─── DATASET EXTRACT ───
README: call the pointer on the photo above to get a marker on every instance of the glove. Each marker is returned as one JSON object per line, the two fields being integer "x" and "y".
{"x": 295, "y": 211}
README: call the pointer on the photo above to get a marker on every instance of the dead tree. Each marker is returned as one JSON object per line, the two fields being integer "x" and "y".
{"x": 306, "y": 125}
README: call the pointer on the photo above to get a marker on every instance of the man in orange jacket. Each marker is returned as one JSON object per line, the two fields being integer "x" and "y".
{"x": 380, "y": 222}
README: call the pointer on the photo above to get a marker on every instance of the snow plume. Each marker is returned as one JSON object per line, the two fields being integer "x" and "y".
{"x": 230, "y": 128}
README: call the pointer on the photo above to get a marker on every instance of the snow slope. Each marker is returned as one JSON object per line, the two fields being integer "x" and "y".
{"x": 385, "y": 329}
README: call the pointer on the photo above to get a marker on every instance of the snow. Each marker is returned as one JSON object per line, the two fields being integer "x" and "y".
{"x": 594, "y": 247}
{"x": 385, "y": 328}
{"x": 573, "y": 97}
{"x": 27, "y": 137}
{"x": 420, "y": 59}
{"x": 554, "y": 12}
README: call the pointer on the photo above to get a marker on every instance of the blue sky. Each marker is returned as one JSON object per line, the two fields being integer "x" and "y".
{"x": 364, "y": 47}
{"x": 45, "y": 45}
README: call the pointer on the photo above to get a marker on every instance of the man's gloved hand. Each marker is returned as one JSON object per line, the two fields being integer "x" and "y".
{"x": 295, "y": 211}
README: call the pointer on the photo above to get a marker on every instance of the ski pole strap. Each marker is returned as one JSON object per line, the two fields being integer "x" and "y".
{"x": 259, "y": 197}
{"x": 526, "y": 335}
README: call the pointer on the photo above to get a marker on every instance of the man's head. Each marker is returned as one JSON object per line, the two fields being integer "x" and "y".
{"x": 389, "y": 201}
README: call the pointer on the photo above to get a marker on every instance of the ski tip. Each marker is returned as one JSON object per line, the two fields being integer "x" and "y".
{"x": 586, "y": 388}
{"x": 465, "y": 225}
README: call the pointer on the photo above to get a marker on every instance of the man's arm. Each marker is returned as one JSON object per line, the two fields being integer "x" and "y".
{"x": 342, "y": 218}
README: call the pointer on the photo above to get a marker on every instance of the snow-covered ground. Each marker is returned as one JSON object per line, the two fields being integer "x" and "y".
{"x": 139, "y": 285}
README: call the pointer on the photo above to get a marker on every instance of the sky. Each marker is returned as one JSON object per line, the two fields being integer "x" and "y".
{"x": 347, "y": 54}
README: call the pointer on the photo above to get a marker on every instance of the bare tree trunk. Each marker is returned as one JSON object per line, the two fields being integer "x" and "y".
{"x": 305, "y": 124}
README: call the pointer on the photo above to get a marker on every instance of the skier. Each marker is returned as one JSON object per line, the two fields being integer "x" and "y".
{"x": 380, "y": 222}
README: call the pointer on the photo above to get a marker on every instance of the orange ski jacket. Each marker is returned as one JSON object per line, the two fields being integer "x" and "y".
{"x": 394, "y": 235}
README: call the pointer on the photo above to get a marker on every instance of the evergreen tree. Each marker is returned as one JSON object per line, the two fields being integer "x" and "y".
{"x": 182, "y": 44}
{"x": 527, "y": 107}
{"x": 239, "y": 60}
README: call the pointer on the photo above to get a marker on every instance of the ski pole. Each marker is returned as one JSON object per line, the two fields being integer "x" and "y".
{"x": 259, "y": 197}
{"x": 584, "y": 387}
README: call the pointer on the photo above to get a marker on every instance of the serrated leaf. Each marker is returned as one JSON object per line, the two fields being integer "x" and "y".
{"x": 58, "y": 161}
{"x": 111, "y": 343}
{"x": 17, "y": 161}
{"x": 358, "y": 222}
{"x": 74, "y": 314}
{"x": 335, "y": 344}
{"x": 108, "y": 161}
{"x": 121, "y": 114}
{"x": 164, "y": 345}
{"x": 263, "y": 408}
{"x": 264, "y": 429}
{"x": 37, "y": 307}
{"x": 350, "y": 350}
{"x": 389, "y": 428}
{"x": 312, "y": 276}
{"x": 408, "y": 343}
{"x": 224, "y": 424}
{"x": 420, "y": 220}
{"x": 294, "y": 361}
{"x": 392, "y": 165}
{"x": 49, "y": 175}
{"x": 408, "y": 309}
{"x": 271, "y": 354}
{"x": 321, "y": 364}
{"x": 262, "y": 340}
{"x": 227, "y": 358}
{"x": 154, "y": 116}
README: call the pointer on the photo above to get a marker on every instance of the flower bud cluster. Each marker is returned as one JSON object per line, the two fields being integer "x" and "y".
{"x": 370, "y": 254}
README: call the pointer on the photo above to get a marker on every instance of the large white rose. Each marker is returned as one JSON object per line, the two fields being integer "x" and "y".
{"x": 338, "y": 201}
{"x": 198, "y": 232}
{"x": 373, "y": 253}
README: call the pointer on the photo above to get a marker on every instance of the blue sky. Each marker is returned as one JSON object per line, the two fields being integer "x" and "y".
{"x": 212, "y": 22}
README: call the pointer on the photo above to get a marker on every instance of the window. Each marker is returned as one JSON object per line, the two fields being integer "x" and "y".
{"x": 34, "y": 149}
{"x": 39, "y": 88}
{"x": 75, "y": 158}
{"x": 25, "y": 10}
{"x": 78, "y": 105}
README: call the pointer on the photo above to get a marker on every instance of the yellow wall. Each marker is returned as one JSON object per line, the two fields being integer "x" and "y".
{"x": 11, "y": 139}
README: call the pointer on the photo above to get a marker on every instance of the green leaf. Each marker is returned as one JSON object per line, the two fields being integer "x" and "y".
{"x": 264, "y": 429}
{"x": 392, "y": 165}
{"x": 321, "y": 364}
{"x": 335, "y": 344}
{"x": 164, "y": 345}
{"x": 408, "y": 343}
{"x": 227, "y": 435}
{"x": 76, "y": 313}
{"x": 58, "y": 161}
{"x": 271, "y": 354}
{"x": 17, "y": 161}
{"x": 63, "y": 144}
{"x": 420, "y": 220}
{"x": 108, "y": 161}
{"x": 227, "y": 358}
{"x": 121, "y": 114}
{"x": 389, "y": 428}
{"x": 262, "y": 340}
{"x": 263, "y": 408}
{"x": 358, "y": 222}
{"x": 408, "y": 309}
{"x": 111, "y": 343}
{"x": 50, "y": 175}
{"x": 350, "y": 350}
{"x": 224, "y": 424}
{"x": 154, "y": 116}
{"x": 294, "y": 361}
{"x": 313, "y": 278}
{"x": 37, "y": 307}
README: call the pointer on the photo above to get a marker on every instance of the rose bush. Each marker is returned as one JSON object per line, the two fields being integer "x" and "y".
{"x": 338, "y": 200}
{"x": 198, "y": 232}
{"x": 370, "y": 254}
───
■ YOUR INSTRUCTIONS
Quote the material exactly, leaving nothing out.

■ EXERCISE SOLUTION
README: call the pointer on the photo above to get a marker on every instance of the glove. Each marker is returned as one JSON object per line, the two fields being integer "x" and "y".
{"x": 295, "y": 211}
README: call the pointer on the photo above to get a marker on every instance of the dead tree. Each marker is returned as one JSON object per line, the two fields being integer "x" and "y".
{"x": 306, "y": 125}
README: call the pointer on the photo above to get a marker on every instance of the man in orange jacket. Each marker is returned as one JSON object per line, the two fields being integer "x" and "y".
{"x": 380, "y": 222}
README: call the pointer on the photo above to get a marker on every instance of the snow plume. Each marker is returned as one JSON object per line, the two fields being integer "x" and "y".
{"x": 230, "y": 128}
README: call the pointer on the photo above to get a marker on every instance of the snow slope. Each marker is returned as one JSON object per line, the two fields being integer "x" and "y".
{"x": 385, "y": 329}
README: call the pointer on the photo above to get a marker on every instance of the snow. Each marker is returned as one JSON object per line, the two fields being integer "x" and "y".
{"x": 594, "y": 247}
{"x": 385, "y": 328}
{"x": 573, "y": 97}
{"x": 27, "y": 137}
{"x": 420, "y": 59}
{"x": 554, "y": 12}
README: call the pointer on the photo above to get a marker on every instance of the blue sky. Each marker is returned as one JSON object per line, the two fields being integer "x" and "y".
{"x": 364, "y": 47}
{"x": 45, "y": 45}
README: call the pointer on the photo above to get a marker on every instance of the man's gloved hand. Each marker is returned as one JSON object per line, the two fields being integer "x" and "y".
{"x": 295, "y": 211}
README: call the pointer on the photo above to get a marker on every instance of the ski pole strap. Each marker is returned as one JSON object per line, the two fields being integer "x" and "y".
{"x": 259, "y": 197}
{"x": 526, "y": 335}
README: call the pointer on the photo above to get a marker on every instance of the man's head. Each marker is returned as one JSON object per line, the two fields being integer "x" and "y".
{"x": 389, "y": 201}
README: call the pointer on the photo above to get a marker on every instance of the ski tip. Each marker is returned as one JSON object per line, the two fields being integer "x" and "y".
{"x": 586, "y": 388}
{"x": 465, "y": 225}
README: call the pointer on the photo above to get a marker on every instance of the man's arm. Each marker is returned as one JSON object per line, the two fields being integer "x" and "y".
{"x": 342, "y": 218}
README: call the pointer on the photo above to get a marker on every instance of the snow-covered ground. Each marker is returned as one JSON object per line, the two fields being integer "x" and "y".
{"x": 139, "y": 285}
README: call the pointer on the photo above to get a marker on every instance of the sky. Each marker is returned as one JSON object per line, the two fields being integer "x" and "y".
{"x": 347, "y": 54}
README: call the pointer on the photo above to get a marker on every instance of the bare tree trunk. Each marker is returned as one JSON object per line, the two fields being integer "x" and "y".
{"x": 305, "y": 124}
README: call the pointer on the photo above to get a marker on every instance of the skier. Each marker is returned as one JSON object per line, the two fields being integer "x" and "y".
{"x": 380, "y": 222}
README: call the pointer on the photo above to get a marker on every instance of the orange ski jacket. Each marker is returned as one JSON object per line, the two fields being integer "x" and "y".
{"x": 394, "y": 235}
README: call the pointer on the photo above to get a marker on every instance of the evergreen tree. Each marker is returned as one JSON object per line, the two fields being integer "x" and "y".
{"x": 182, "y": 44}
{"x": 527, "y": 107}
{"x": 239, "y": 60}
README: call the pointer on the photo above to get a marker on every instance of the ski pole. Each marker is returned as one JSON object per line, the two fields being integer "x" and "y".
{"x": 259, "y": 197}
{"x": 584, "y": 387}
README: call the pointer on the photo above to get a marker on every instance of the serrated leaf. Each marker is returned as one JSON object per line, the two fields being integer "x" and "y".
{"x": 58, "y": 161}
{"x": 111, "y": 343}
{"x": 17, "y": 161}
{"x": 358, "y": 222}
{"x": 74, "y": 314}
{"x": 335, "y": 344}
{"x": 108, "y": 161}
{"x": 121, "y": 114}
{"x": 164, "y": 345}
{"x": 263, "y": 408}
{"x": 264, "y": 429}
{"x": 37, "y": 307}
{"x": 350, "y": 350}
{"x": 389, "y": 428}
{"x": 312, "y": 276}
{"x": 408, "y": 343}
{"x": 224, "y": 424}
{"x": 420, "y": 220}
{"x": 294, "y": 361}
{"x": 392, "y": 165}
{"x": 49, "y": 175}
{"x": 408, "y": 309}
{"x": 271, "y": 354}
{"x": 321, "y": 364}
{"x": 262, "y": 340}
{"x": 227, "y": 358}
{"x": 154, "y": 116}
README: call the pointer on the photo above to get a marker on every instance of the flower bud cluster. Each marker is returned as one JSON object per line, the two fields being integer "x" and "y".
{"x": 370, "y": 254}
README: call the pointer on the photo above to get a marker on every instance of the large white rose. Each marker is returned as one JSON object per line, the two fields being integer "x" and "y".
{"x": 338, "y": 201}
{"x": 198, "y": 232}
{"x": 373, "y": 253}
README: call the pointer on the photo above to get a marker on every instance of the blue sky. Each marker is returned as one JSON object per line, the two fields being integer "x" and "y".
{"x": 212, "y": 22}
README: call the pointer on the photo above to get a marker on every instance of the window. Each marker is returned as one JSON object per line, the two fields being integer "x" and "y".
{"x": 34, "y": 149}
{"x": 39, "y": 88}
{"x": 75, "y": 158}
{"x": 25, "y": 10}
{"x": 78, "y": 105}
README: call the pointer on the photo above to get a marker on every instance of the yellow wall. Each marker is returned as one JSON object per line, the two fields being integer "x" and "y".
{"x": 11, "y": 139}
README: call the pointer on the photo above to get a marker on every instance of the green leaf. Each marker is returned as one JSON object per line, the two fields being integer "x" and "y".
{"x": 264, "y": 429}
{"x": 392, "y": 165}
{"x": 321, "y": 364}
{"x": 335, "y": 344}
{"x": 164, "y": 345}
{"x": 408, "y": 343}
{"x": 227, "y": 435}
{"x": 76, "y": 313}
{"x": 58, "y": 161}
{"x": 271, "y": 354}
{"x": 17, "y": 161}
{"x": 63, "y": 144}
{"x": 420, "y": 220}
{"x": 108, "y": 161}
{"x": 227, "y": 358}
{"x": 121, "y": 114}
{"x": 389, "y": 428}
{"x": 262, "y": 340}
{"x": 263, "y": 408}
{"x": 358, "y": 222}
{"x": 408, "y": 309}
{"x": 111, "y": 343}
{"x": 50, "y": 175}
{"x": 350, "y": 350}
{"x": 224, "y": 424}
{"x": 154, "y": 116}
{"x": 294, "y": 361}
{"x": 313, "y": 278}
{"x": 37, "y": 307}
README: call the pointer on the photo above to get a marker on every instance of the rose bush. Each marker is returned as one JSON object per line, the two fields being integer "x" and "y".
{"x": 338, "y": 200}
{"x": 198, "y": 232}
{"x": 370, "y": 254}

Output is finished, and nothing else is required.